→ Brief 1
According to the forum thread on UDP and TCP communication with the cRIO, how long after the laptop stopped transmitting did the cRIO side notice a problem?
→ Brief 2
Write the next part of the forum thread on UDP and TCP communication with the cRIO, following on from its final post.
Start of Passage to read
I'm pretty sure the problem on the receive side was we were over loading the CPU occasionally (sometimes more than occasionally). We have a lot of test code in there and running in debug mode slows things down even further. However, the behavior seen is still troublesome because I can almost guarantee there will be occasions that we'll overrun the CPU this season.

The troublesome part was that the transmission is a straight-forward FIFO queue. In the example of my previous post, if we had stopped the laptop when the counter was at 250 and the cRIO was showing the counter at 210, the cRIO would show the counter counting up 211, 212, etc as if the laptop was still alive and sending, even though it was stopped. The cRIO would continue to count up until it reached 250 (the value that the laptop was at when we stopped it), and THEN it would notice that it was stopped. The cRIO side didn't notice an issue until about 2 seconds AFTER stopping the laptop from transmitting.

Yes! Careful with UDP. The difference between UDP and TCP is a pro vs con thing. UDP is faster, but you do trade of accuracy. From where im sitting (Hehe..Apollo 13), UDP just really transmits data. thats is. What happens to said data is not the senders problem. It just transmits and whatever gets there gets there. (We see this alot with the NetConsole(Which is UDP based) when some print statements will loose a letter in the beginning sometimes). With TCP, It actually, Im not sure how this part works, but it makes sure the data gets there. This process takes time, and is therefore slower.

Pro vs Con , as I said before.

UDP just really transmits data. thats is. What happens to said data is not the senders problem. It just transmits and whatever gets there gets there.

Yeah, I read that in the documentation. I was keeping my fingers crossed that the receiver side would be a little more like SPI or async PAS5 communication: if the receiver didn't want to use the data, it just gets overwritten by the next message. I didn't realize that when the receiver finally decided to get the message, you don't know how many messages ago you were getting. Oh well, TCP seems to be working for us. However, I may find a way to break that as well.

I'm a little surprised by what you describe about the UDP test, but that is also written a bit differently that I'd normally write it. Rather than delay the UDP read loop, I'd have the loop be throttled by the UDP Read timeout parameter. As for whether the UDP buffer size, I'm sure the buffers are limited in size, but I'm not sure of the size or policy.

Greg McKaskle

I'm a little surprised by what you describe about the UDP test, but that is also written a bit differently that I'd normally write it. Rather than delay the UDP read loop, I'd have the loop be throttled by the UDP Read timeout parameter. As for whether the UDP buffer size, I'm sure the buffers are limited in size, but I'm not sure of the size or policy.

Greg McKaskle

Thanks for the response. I haven't tried changing the buffer or playing with the timeout. I might try that if I get some time.
End of Passage to read
Start of Dataset rows
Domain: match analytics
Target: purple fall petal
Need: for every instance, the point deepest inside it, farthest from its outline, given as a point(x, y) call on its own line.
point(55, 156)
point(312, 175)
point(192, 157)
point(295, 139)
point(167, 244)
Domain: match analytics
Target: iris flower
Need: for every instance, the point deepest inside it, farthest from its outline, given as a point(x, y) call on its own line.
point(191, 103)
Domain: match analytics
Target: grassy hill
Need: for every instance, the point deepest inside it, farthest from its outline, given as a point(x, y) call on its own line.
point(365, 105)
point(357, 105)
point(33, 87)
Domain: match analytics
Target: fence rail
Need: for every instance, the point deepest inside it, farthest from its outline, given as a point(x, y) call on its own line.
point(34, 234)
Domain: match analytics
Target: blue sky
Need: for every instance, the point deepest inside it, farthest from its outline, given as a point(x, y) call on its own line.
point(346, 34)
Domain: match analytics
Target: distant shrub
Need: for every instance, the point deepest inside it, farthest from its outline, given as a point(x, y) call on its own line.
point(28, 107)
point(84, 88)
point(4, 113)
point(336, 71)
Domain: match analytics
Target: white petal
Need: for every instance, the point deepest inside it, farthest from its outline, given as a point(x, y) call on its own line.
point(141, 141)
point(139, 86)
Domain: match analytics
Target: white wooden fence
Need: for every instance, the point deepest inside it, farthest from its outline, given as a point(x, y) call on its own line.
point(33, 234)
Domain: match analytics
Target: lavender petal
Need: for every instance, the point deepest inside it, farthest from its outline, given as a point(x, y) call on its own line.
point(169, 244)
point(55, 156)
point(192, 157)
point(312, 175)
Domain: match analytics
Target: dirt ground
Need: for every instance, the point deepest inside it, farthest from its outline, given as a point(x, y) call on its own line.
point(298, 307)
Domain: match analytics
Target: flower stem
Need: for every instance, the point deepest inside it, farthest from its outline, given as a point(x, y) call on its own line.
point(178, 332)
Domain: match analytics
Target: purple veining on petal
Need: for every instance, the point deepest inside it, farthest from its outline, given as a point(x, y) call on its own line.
End of Dataset rows
Start of Dataset rows
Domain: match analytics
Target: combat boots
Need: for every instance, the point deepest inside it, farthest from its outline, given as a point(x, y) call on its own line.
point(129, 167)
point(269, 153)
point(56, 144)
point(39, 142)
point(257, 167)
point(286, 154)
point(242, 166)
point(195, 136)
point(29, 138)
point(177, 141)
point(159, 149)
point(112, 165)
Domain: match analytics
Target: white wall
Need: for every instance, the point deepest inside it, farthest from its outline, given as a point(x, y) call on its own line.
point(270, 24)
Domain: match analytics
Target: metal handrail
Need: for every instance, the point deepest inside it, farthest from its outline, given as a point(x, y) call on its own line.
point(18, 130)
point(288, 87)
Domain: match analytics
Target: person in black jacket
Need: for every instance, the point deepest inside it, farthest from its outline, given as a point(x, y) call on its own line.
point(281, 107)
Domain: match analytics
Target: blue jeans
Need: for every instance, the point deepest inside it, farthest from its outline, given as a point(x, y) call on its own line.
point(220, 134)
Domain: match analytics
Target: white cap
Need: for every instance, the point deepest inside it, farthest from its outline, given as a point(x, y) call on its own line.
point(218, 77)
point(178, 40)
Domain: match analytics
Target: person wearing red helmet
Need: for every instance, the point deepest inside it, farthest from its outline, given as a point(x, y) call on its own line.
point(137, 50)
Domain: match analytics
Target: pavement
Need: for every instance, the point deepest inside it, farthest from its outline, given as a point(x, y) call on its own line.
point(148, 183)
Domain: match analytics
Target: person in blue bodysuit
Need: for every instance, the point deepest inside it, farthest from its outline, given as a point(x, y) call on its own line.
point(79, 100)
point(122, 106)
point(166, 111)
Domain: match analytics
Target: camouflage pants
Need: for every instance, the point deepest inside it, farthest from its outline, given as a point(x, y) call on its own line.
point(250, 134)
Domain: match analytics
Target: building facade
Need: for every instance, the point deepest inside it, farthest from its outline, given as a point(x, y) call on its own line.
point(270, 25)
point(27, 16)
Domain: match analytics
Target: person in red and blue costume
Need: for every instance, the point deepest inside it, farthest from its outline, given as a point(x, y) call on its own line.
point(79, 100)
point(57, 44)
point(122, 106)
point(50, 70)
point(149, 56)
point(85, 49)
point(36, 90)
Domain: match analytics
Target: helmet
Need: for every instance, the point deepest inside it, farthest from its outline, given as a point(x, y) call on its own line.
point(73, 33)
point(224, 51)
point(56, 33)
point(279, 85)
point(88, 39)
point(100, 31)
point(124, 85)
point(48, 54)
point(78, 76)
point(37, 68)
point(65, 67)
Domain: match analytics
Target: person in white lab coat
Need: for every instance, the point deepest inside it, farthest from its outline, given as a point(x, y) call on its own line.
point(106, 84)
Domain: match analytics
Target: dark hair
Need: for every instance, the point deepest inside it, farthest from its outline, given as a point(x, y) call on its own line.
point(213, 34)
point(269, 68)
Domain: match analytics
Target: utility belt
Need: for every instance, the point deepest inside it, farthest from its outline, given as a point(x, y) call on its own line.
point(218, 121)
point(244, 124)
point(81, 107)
End of Dataset rows
→ Exercise result 1
About 2 seconds.

→ Exercise result 2
The classic illustration if that UDP is like sending a letter. You write it, put it in an envelope and send it to the destination. It probably gets there, especially if the destination is local. BUT there is no way to be sure unless you build an acknowledgement into your application protocol.

TCP is more like a phone call. There is a distinct connection phase followed by the exchange of information (acknowledged by each party) and a disconnect phase.

UDP is faster - on highly reliable links. TCP is made to work between any two endpoints no matter the delay and reliability of the link. TCP will keep counts of packets going back and forth, ack them all and automagically retry if something is dropped. UDP just sends and forgets.

In this case I would try UDP and enumerate the packets. If you are missing a packet and/or one is out of order just throw that image away and wait for the next. Like Alan said, it should not happen very often.

And the socket address is a combination of the IP address AND the port number. So the ports to and from your robot to the driver station should always be available to you. Their availability have little to do with other robots on the field.

HTH

AndyB871 --

Yes, I'm very familiar with networking. (I'm a mentor, not a student.) I had assumed since the rules said port 1130 was the only one available for Operator station to Robot communication that they meant it and therefore the driver station must use that port. (I tried reading the DrvrStn COM vi, but the important stuff all seems to be buried in the opaque NETCOM library.)

Having that port available for our own purpose will make this much easier. I was getting ready to Wireshark this to see what was going on, so thanks for saving me the trouble!

Chris --

Yes, you cannot assume that subsequent UDP packets will simply replace earlier UDP packets that have not yet been read. Most operating system network stacks (and I presume that would include VxWorks) helpfully provide a certain amount of buffering to held several packets. If your packets are really short, then the network stack will hold more of them for you!

I wouldn't switch to TCP -- that just adds more overhead. The answer is either to throttle (would require back traffic), or have your code on the cRIO flush packets to catch up.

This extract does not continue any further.